**Testo fornito**.
---------------
Rispetto alla cultura occidentale, che renderebbe l’uomo estraniato, alienato e dissociato, Rogers rivendica un effetto rivoluzionario del suo approccio, che «muta la natura stesa della psicoterapia, del matrimonio, dell’educazione, dell’amministrazione e perfino della politica»[7]. Effettivamente, con il suo pensiero Rogers ha favorito la diffusione di teorie pedagogiche ‘non direttive’ e ‘non autoritarie’. Lo sviluppo dell’uomo verso una ‘vita piena’ sarebbe possibile solamente se in ogni situazione fosse «libero di muoversi in ogni direzione», seguendo unicamente le indicazioni del proprio organismo. Rogers ritiene infondati il timore che ciò potrebbe portare ad abusi: «Non dovremmo nemmeno preoccuparci di sapere chi controllerà i suoi impulsi aggressivi poiché in lui, aperto a tutti gli impulsi, il bisogno di essere amato dagli altri e la sua tendenza ad amare equilibreranno gli impulsi che spingono ad attaccare e ad accaparrare»[8]. Violenze e aggressività ingiustificate sarebbero solamente reazioni provocate da una società ancora legata in qualche modo alla sua tradizione culturale: la prevenzione di tali comportamenti sarebbe possibile solo con un nuovo paradigma educativo non direttivo e non autoritario.
Molti esperti, come ricordato, spiegano le violenze giovanili con la diminuita capacità delle nuove generazioni di controllare i propri impulsi, che può essere ricondotta anche alla concezione secondo cui l’uomo nasce buono e i disturbi del comportamento sarebbero causati, come sostiene Rogers, dalla ‘cultura occidentale’. Il buon selvaggio di Rousseau, immune dai danni della civilizzazione, rivive nell’opera di Rogers, che, nella sua forma particolare di cancel culture, teorizza una pedagogia che prescinde dai principi fondanti di filosofia, religione ed etica.
Venerdì, 23 agosto 2024
[1] Jean-Jacques Rousseau, Emilio, Laterza, Rma-Bari, 2005,p. 104
[2] Carl Rogers, La “Terapia centrata-sul-cliente”. Teoria e ricerca, trad. it., Martinelli & C., Firenze 1994, p. 183.
[3]Ibidem. P. 183
[4] Ibid. 308.
[5] Ibid., p. 309.
[6] Ibidem.
[7] Idem, Potere personale. La forza interiore e il suo effetto rivoluzionario, Astrolabio, – Ubaldini Editore, ,Roma 1978, p. 8.
[8]Carl Rogers, La “Terapia centrata-sul-cliente”, cit. p. 194.
---------------
**Compito da svolgere**.
Trascrivi parola per parola il brano del testo su Rogers da «[7] Idem, Potere» fino a «cit. p. 194.» compreso. I record non servono per svolgere il lavoro.

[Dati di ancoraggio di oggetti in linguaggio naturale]
---------------
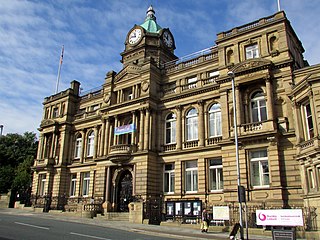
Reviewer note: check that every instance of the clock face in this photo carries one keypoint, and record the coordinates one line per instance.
(167, 39)
(135, 35)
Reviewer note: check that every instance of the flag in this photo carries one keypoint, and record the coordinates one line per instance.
(61, 57)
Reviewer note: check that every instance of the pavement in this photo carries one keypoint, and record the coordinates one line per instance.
(184, 231)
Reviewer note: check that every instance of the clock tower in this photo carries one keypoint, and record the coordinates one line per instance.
(148, 40)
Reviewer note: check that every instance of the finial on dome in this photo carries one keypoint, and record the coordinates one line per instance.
(151, 13)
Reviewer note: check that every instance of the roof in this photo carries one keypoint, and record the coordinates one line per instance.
(150, 23)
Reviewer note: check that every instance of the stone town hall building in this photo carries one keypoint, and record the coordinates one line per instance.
(162, 127)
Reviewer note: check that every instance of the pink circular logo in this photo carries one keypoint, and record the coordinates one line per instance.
(262, 217)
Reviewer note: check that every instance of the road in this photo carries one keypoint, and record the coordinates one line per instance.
(29, 227)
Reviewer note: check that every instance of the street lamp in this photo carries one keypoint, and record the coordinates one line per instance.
(235, 129)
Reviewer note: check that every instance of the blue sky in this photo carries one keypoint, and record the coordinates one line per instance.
(93, 34)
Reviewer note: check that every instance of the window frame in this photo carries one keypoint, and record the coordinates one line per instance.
(73, 185)
(252, 51)
(308, 120)
(193, 177)
(78, 147)
(42, 181)
(260, 163)
(192, 82)
(169, 174)
(85, 188)
(217, 170)
(215, 123)
(90, 144)
(260, 109)
(171, 128)
(191, 125)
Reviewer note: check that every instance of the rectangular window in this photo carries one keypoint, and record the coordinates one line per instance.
(308, 121)
(312, 184)
(215, 174)
(42, 184)
(169, 178)
(252, 51)
(55, 112)
(192, 82)
(259, 168)
(191, 176)
(95, 107)
(73, 185)
(85, 183)
(77, 151)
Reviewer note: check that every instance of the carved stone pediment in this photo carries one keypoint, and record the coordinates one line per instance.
(47, 122)
(128, 72)
(251, 64)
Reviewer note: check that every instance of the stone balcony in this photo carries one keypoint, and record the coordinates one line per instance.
(121, 153)
(256, 128)
(40, 164)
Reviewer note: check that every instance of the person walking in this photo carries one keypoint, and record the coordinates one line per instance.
(204, 221)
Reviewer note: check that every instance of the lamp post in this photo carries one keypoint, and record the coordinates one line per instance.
(235, 129)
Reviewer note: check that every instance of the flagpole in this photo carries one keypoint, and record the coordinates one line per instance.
(59, 69)
(279, 9)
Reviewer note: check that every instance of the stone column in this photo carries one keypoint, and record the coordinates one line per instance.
(314, 114)
(95, 142)
(147, 130)
(134, 122)
(179, 128)
(53, 145)
(108, 181)
(102, 140)
(107, 136)
(224, 114)
(40, 146)
(201, 124)
(238, 99)
(269, 99)
(141, 134)
(116, 122)
(83, 145)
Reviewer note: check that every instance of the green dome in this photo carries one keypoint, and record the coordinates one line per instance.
(150, 23)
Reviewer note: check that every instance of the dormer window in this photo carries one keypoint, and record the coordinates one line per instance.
(95, 107)
(128, 95)
(55, 112)
(192, 82)
(252, 51)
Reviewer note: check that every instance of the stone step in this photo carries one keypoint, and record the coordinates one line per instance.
(115, 216)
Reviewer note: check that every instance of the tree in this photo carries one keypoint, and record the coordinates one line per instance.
(17, 153)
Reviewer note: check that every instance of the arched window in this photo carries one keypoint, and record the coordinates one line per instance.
---------------
**Soluzione**.
[7] Idem, Potere personale. La forza interiore e il suo effetto rivoluzionario, Astrolabio, – Ubaldini Editore, ,Roma 1978, p. 8.
[8]Carl Rogers, La “Terapia centrata-sul-cliente”, cit. p. 194.